*What you need to do*:
Render the stretch of the listing from the line containing "Identify the gray" through the end of the listing as a numbered list, leaving out any blank lines.

## start Material for this task

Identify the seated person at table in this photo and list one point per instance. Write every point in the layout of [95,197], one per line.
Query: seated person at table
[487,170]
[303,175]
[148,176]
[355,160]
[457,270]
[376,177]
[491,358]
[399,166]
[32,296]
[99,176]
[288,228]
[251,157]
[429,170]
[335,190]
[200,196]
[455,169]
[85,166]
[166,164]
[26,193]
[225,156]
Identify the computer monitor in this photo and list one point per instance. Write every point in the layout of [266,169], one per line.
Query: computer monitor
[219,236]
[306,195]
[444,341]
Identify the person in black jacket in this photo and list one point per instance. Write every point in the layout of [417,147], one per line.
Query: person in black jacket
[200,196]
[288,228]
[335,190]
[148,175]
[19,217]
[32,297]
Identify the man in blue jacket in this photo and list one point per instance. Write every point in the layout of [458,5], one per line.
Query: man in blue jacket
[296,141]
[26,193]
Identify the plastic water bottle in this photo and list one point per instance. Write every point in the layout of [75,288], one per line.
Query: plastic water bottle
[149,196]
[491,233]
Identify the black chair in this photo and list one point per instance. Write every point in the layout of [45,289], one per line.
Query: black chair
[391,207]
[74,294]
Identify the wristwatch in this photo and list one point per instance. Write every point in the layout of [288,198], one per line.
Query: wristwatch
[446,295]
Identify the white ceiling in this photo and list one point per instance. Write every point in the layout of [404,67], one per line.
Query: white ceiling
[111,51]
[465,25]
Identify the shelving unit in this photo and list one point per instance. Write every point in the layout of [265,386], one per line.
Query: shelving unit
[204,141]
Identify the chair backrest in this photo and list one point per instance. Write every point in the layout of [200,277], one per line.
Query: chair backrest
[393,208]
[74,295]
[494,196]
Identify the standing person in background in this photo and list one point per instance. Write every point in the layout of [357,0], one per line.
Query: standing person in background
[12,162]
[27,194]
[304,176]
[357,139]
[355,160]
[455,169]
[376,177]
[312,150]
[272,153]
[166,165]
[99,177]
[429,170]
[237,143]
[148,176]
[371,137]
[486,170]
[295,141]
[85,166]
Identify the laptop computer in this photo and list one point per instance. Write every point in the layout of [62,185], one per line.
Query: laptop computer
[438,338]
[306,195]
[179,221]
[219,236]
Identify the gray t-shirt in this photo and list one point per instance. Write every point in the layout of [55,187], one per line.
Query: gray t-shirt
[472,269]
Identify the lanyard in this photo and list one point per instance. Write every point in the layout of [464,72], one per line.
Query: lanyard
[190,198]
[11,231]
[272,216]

## end Material for this task

*Response to this task*:
1. Identify the gray t-shirt in this photo and list one point per instance. Write every point in the layout of [55,187], one per line.
2. Query: gray t-shirt
3. [472,269]
4. Identify the lanyard in this photo and list one point per instance. Write every point in the layout of [464,72], one per line.
5. Query: lanyard
6. [190,198]
7. [11,231]
8. [272,216]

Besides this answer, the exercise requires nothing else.